Dataset items
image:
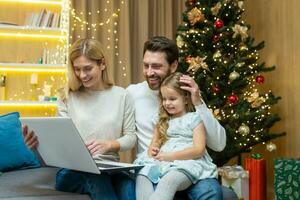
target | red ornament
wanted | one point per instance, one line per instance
(188, 58)
(232, 99)
(260, 79)
(219, 23)
(216, 38)
(216, 89)
(192, 2)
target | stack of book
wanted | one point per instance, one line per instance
(43, 19)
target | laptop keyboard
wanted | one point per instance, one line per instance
(106, 165)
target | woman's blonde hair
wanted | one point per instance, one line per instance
(172, 82)
(92, 50)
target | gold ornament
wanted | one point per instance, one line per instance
(215, 10)
(195, 15)
(271, 146)
(217, 54)
(233, 75)
(244, 129)
(197, 63)
(179, 41)
(240, 30)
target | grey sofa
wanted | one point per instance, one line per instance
(33, 184)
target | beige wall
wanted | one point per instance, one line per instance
(277, 23)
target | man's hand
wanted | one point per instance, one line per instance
(99, 146)
(153, 151)
(193, 88)
(30, 138)
(165, 156)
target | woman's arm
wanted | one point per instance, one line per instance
(194, 152)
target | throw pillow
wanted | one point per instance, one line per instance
(14, 153)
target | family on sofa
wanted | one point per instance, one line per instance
(111, 119)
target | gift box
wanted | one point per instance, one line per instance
(236, 178)
(256, 165)
(287, 179)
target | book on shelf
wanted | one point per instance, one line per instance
(43, 19)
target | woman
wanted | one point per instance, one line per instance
(104, 116)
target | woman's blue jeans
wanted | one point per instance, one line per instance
(105, 186)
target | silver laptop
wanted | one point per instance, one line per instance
(61, 145)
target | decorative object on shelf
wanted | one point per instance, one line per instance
(287, 178)
(2, 80)
(256, 165)
(237, 179)
(2, 87)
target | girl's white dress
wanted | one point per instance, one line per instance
(180, 134)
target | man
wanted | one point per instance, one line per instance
(160, 60)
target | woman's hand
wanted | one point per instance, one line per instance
(99, 146)
(163, 156)
(30, 138)
(153, 151)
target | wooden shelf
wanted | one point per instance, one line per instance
(32, 32)
(30, 67)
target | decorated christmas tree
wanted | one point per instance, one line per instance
(217, 50)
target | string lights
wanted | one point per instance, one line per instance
(109, 26)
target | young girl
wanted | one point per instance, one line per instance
(177, 156)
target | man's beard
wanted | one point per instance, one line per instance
(159, 81)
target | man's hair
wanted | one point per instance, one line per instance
(163, 44)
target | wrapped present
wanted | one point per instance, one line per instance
(256, 165)
(236, 178)
(287, 179)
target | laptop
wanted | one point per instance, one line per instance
(61, 145)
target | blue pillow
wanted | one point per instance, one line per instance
(14, 154)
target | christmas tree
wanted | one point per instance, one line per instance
(216, 49)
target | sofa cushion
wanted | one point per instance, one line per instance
(33, 184)
(14, 154)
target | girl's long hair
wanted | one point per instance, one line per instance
(162, 126)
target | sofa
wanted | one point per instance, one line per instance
(23, 174)
(36, 183)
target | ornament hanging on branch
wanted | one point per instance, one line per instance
(215, 10)
(216, 89)
(271, 146)
(192, 2)
(240, 30)
(244, 129)
(233, 75)
(195, 15)
(233, 99)
(260, 79)
(196, 63)
(219, 23)
(179, 41)
(216, 38)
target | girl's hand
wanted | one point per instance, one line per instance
(99, 146)
(162, 156)
(153, 151)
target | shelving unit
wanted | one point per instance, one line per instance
(33, 59)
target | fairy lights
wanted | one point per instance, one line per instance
(108, 25)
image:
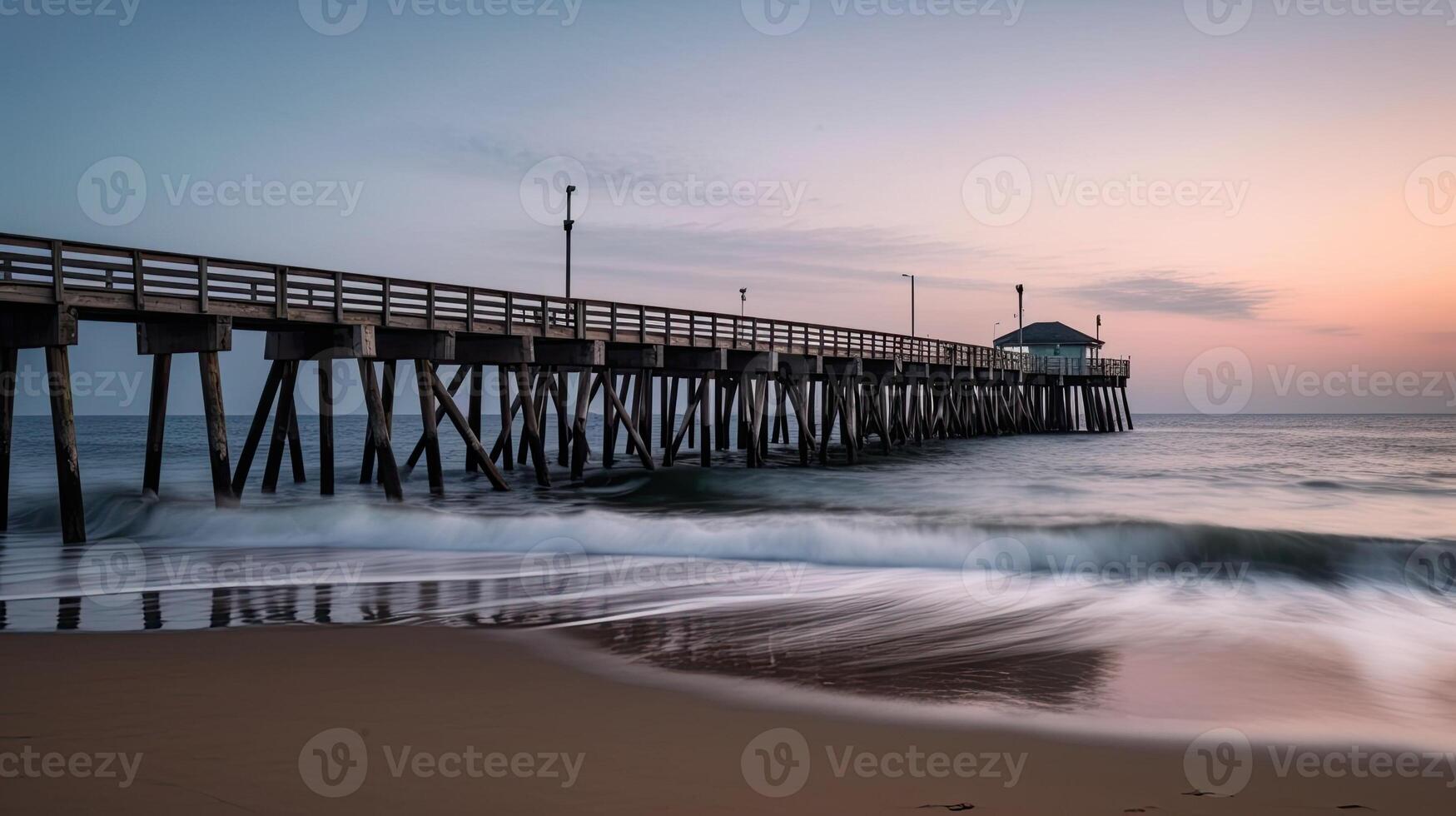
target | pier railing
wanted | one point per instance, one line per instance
(137, 280)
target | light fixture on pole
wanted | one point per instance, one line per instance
(912, 302)
(568, 223)
(1021, 311)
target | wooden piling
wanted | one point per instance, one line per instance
(532, 433)
(705, 411)
(67, 460)
(255, 431)
(283, 417)
(472, 464)
(579, 425)
(325, 427)
(424, 373)
(379, 427)
(157, 425)
(216, 419)
(466, 431)
(507, 419)
(9, 361)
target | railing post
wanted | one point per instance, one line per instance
(139, 281)
(281, 291)
(338, 297)
(201, 286)
(58, 271)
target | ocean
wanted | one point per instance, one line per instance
(1286, 575)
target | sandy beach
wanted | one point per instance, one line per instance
(455, 720)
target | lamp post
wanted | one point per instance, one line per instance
(1021, 309)
(568, 223)
(912, 303)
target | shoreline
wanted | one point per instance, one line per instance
(223, 722)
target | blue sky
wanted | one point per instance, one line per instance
(855, 134)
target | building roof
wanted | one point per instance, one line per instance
(1047, 332)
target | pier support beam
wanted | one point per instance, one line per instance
(67, 460)
(325, 427)
(379, 429)
(9, 357)
(157, 425)
(191, 336)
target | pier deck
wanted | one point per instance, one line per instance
(554, 355)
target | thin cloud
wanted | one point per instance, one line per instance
(793, 258)
(1175, 295)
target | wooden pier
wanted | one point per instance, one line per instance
(744, 381)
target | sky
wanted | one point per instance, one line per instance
(1259, 197)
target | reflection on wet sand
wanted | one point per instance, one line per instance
(804, 641)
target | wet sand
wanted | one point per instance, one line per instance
(229, 722)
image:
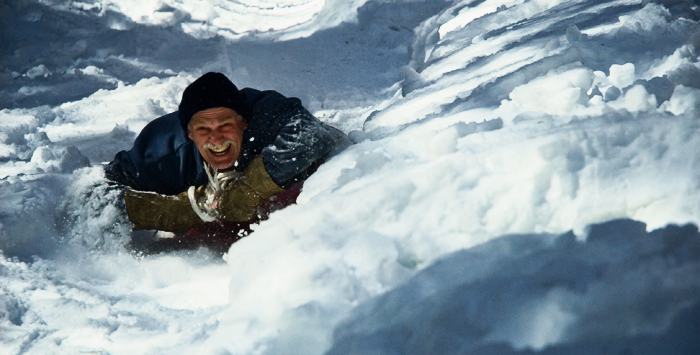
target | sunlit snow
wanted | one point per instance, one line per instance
(525, 178)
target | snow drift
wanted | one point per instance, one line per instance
(525, 179)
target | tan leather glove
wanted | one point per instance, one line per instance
(239, 202)
(149, 210)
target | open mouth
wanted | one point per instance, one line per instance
(219, 149)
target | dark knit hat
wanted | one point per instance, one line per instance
(209, 91)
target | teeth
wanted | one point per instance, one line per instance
(219, 149)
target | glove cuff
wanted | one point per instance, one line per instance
(259, 180)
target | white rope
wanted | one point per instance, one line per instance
(195, 207)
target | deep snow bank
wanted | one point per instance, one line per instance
(511, 119)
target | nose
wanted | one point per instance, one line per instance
(216, 136)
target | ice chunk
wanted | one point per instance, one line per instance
(622, 76)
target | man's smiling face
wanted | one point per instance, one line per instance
(218, 134)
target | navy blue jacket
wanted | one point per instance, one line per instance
(291, 140)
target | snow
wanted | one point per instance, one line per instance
(526, 178)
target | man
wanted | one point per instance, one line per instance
(221, 157)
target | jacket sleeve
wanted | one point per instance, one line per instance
(300, 143)
(162, 159)
(293, 142)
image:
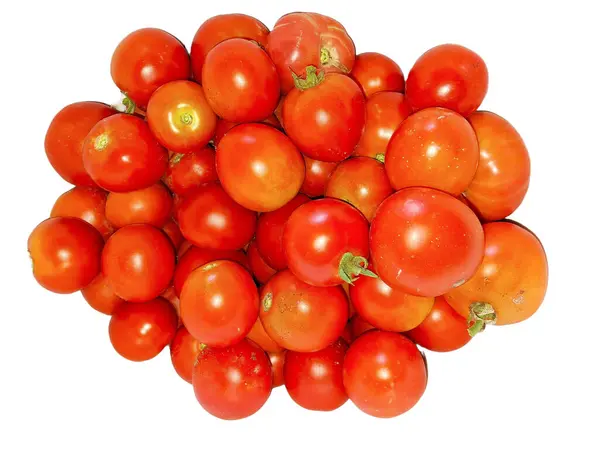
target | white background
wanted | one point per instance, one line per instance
(525, 386)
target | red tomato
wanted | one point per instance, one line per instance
(139, 331)
(121, 154)
(301, 317)
(434, 148)
(208, 217)
(326, 243)
(240, 81)
(138, 261)
(449, 76)
(219, 303)
(299, 40)
(362, 182)
(259, 167)
(325, 115)
(180, 117)
(145, 60)
(425, 242)
(384, 374)
(502, 177)
(65, 136)
(234, 382)
(65, 254)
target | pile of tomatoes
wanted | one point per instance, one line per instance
(279, 210)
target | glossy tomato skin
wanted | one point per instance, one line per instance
(65, 254)
(145, 60)
(121, 154)
(425, 242)
(449, 76)
(384, 374)
(139, 261)
(65, 136)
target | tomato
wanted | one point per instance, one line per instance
(301, 39)
(434, 148)
(269, 232)
(314, 380)
(385, 113)
(240, 81)
(375, 73)
(502, 177)
(87, 204)
(180, 117)
(65, 254)
(259, 167)
(326, 242)
(121, 154)
(362, 182)
(510, 284)
(443, 330)
(145, 60)
(384, 374)
(219, 303)
(449, 76)
(208, 217)
(325, 115)
(139, 331)
(138, 261)
(301, 317)
(220, 28)
(425, 242)
(65, 136)
(234, 382)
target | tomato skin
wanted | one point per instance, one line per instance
(121, 154)
(147, 59)
(140, 331)
(314, 380)
(384, 374)
(65, 254)
(449, 76)
(65, 136)
(424, 242)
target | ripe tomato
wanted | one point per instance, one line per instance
(384, 374)
(145, 60)
(65, 136)
(138, 261)
(219, 303)
(434, 148)
(139, 331)
(121, 154)
(65, 254)
(362, 182)
(502, 177)
(301, 39)
(425, 242)
(326, 243)
(449, 76)
(259, 167)
(325, 115)
(234, 382)
(240, 81)
(301, 317)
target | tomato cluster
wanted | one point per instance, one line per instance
(282, 211)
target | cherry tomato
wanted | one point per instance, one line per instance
(65, 254)
(139, 331)
(65, 136)
(301, 317)
(138, 261)
(384, 374)
(449, 76)
(425, 242)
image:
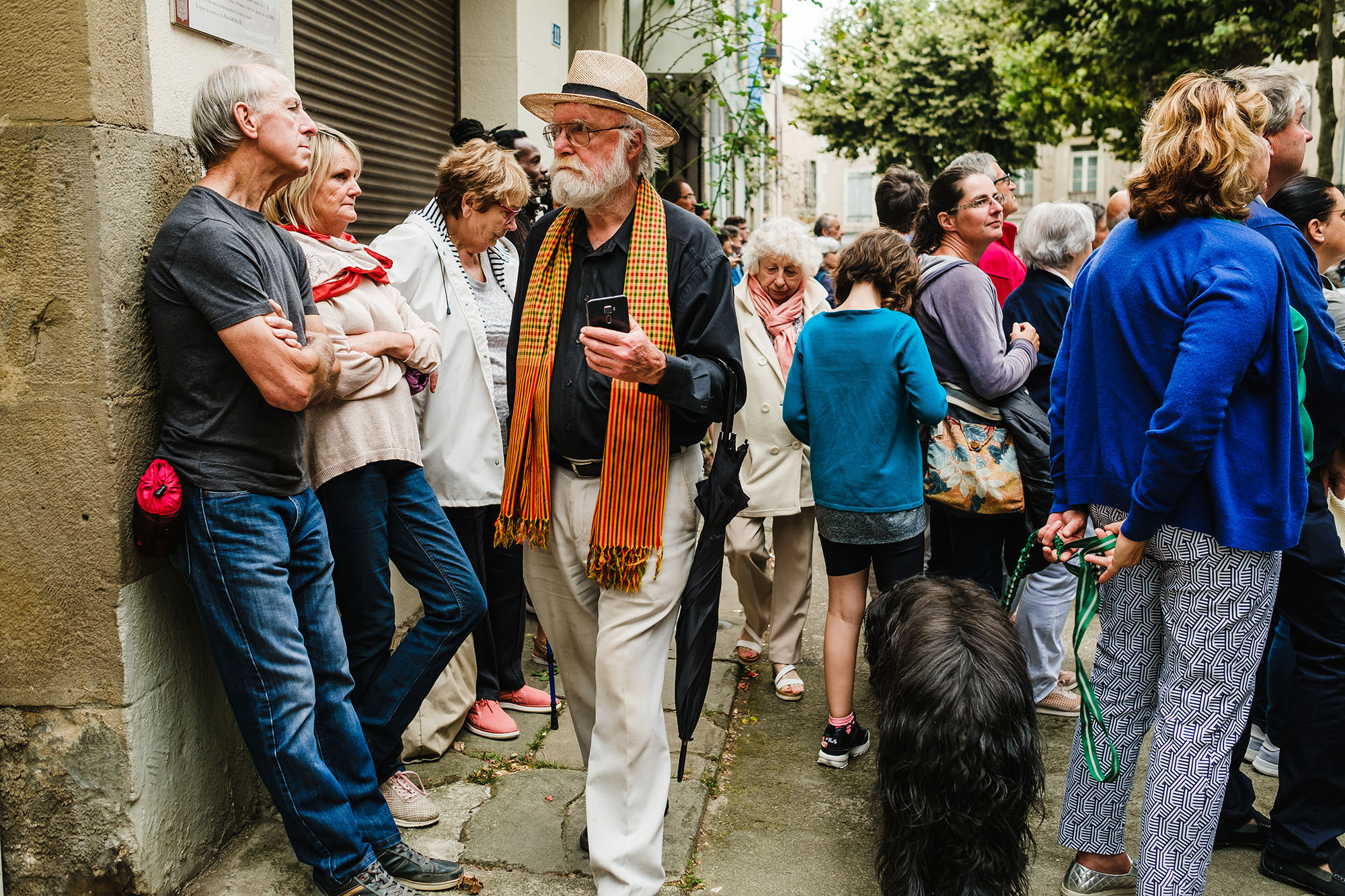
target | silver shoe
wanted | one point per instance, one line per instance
(1085, 881)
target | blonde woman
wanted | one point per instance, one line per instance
(457, 267)
(364, 458)
(1178, 354)
(773, 304)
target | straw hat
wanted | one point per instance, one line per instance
(606, 80)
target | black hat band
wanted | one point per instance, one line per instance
(599, 93)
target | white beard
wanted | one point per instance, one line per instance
(578, 186)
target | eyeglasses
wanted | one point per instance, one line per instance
(576, 132)
(981, 202)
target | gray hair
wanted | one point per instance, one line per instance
(652, 158)
(983, 162)
(215, 131)
(1054, 233)
(786, 239)
(1282, 89)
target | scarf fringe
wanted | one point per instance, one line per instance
(512, 532)
(621, 568)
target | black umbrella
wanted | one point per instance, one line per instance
(719, 497)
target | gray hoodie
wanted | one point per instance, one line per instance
(960, 315)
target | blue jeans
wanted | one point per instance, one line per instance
(384, 512)
(260, 571)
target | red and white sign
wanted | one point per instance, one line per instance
(249, 24)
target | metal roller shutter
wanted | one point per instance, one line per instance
(384, 73)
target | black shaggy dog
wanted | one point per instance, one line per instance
(960, 754)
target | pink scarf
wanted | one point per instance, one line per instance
(779, 319)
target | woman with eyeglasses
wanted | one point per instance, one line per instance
(960, 314)
(457, 267)
(1317, 209)
(364, 458)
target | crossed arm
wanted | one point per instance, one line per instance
(290, 376)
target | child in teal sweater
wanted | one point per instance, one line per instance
(860, 385)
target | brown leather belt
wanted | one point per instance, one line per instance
(583, 469)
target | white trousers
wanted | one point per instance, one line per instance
(1043, 612)
(613, 649)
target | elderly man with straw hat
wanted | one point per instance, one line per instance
(603, 450)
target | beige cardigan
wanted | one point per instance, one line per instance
(372, 417)
(775, 473)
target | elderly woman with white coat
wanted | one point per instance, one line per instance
(459, 271)
(1054, 243)
(773, 304)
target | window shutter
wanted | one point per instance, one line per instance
(385, 75)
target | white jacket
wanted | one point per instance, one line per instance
(461, 436)
(775, 473)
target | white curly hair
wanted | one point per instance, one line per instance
(786, 239)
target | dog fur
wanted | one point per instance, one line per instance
(960, 752)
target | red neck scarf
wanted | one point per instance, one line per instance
(779, 319)
(346, 279)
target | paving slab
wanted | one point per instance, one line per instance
(457, 805)
(524, 823)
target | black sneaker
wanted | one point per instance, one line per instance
(1309, 877)
(843, 744)
(420, 872)
(372, 881)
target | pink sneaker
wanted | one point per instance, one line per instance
(486, 719)
(527, 700)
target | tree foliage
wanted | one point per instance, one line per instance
(914, 83)
(712, 37)
(1096, 65)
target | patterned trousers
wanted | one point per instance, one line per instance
(1182, 637)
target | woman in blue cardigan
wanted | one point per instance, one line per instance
(860, 384)
(1175, 420)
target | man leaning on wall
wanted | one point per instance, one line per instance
(243, 353)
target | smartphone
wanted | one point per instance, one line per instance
(610, 313)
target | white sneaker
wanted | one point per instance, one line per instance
(408, 802)
(1268, 759)
(1254, 744)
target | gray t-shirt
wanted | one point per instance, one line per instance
(213, 266)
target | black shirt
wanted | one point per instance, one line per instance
(215, 264)
(704, 327)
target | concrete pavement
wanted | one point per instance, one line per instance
(755, 815)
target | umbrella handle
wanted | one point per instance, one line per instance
(551, 676)
(731, 393)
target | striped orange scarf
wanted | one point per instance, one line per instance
(629, 520)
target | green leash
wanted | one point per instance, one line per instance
(1087, 594)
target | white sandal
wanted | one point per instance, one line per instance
(781, 681)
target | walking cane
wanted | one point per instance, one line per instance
(551, 674)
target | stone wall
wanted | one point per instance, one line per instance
(120, 767)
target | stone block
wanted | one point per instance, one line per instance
(193, 780)
(457, 803)
(64, 791)
(520, 827)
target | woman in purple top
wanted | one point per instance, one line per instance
(960, 315)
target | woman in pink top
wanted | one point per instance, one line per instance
(364, 458)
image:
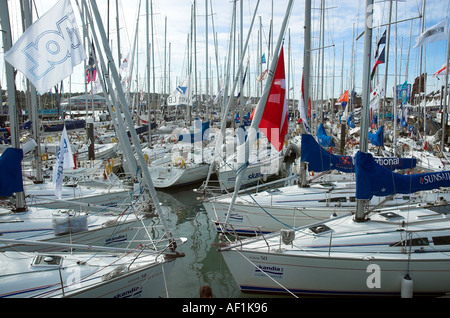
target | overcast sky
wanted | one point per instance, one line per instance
(343, 18)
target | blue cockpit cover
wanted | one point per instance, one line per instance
(321, 160)
(375, 180)
(377, 139)
(323, 138)
(11, 175)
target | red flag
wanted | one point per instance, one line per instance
(274, 121)
(380, 60)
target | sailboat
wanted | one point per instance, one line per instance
(397, 251)
(187, 162)
(135, 274)
(102, 271)
(297, 205)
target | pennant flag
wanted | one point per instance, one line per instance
(91, 72)
(124, 64)
(274, 121)
(301, 108)
(380, 42)
(344, 98)
(181, 95)
(380, 60)
(49, 49)
(437, 32)
(64, 160)
(376, 95)
(262, 76)
(441, 71)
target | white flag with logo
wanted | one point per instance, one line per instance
(64, 160)
(181, 95)
(376, 95)
(49, 49)
(437, 32)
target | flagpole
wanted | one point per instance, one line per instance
(34, 113)
(245, 148)
(387, 63)
(20, 205)
(446, 98)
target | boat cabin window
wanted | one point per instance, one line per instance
(441, 240)
(337, 199)
(47, 260)
(421, 241)
(319, 228)
(390, 215)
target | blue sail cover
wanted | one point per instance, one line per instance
(377, 139)
(323, 138)
(321, 160)
(11, 172)
(375, 180)
(198, 136)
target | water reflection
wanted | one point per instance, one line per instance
(202, 264)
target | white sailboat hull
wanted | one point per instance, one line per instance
(170, 176)
(294, 207)
(344, 257)
(99, 230)
(83, 276)
(255, 172)
(335, 275)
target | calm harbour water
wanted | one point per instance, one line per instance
(202, 263)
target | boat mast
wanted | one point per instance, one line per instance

— Exercise requirements —
Only the lines from the one that contains "target | blue cockpit cover" through the last line should be repeated, each exactly as it stands, with both ends included.

— Response —
target | blue cockpit cover
wanted | one point per instance, one line per instance
(321, 160)
(375, 180)
(377, 139)
(323, 138)
(11, 175)
target | red flag
wanted | one point per instance, one line per instance
(274, 121)
(380, 60)
target | sailboat
wanted | one point per instance, one line per instance
(397, 251)
(187, 162)
(135, 274)
(102, 271)
(297, 205)
target | pennant flag
wanted | one point per instance, one line per instance
(91, 72)
(124, 64)
(274, 121)
(301, 108)
(380, 42)
(344, 98)
(181, 95)
(380, 60)
(49, 49)
(437, 32)
(64, 160)
(376, 95)
(262, 76)
(441, 71)
target | white flag with logo
wanted | one point per instance, one line per instance
(64, 160)
(181, 95)
(376, 95)
(49, 49)
(437, 32)
target | flagpole
wanted | one point per instance, one line per instance
(34, 113)
(245, 148)
(387, 63)
(20, 205)
(446, 98)
target | boat cabin window
wanted | one point per instance, one line per instance
(441, 240)
(337, 199)
(47, 260)
(421, 241)
(319, 228)
(390, 215)
target | blue sail cover
wanted | one point per instance, one line per instance
(377, 139)
(323, 138)
(321, 160)
(11, 172)
(375, 180)
(198, 136)
target | water reflection
wanted | one point per instance, one line per instance
(202, 264)
target | white sailboat hull
wanted | one point per instance, one line per instance
(170, 176)
(294, 207)
(344, 257)
(99, 230)
(83, 276)
(255, 172)
(335, 275)
target | calm harbour water
wanted | one point per instance, one line per instance
(202, 263)
target | boat mast
wanted | one point per instance, one line per instance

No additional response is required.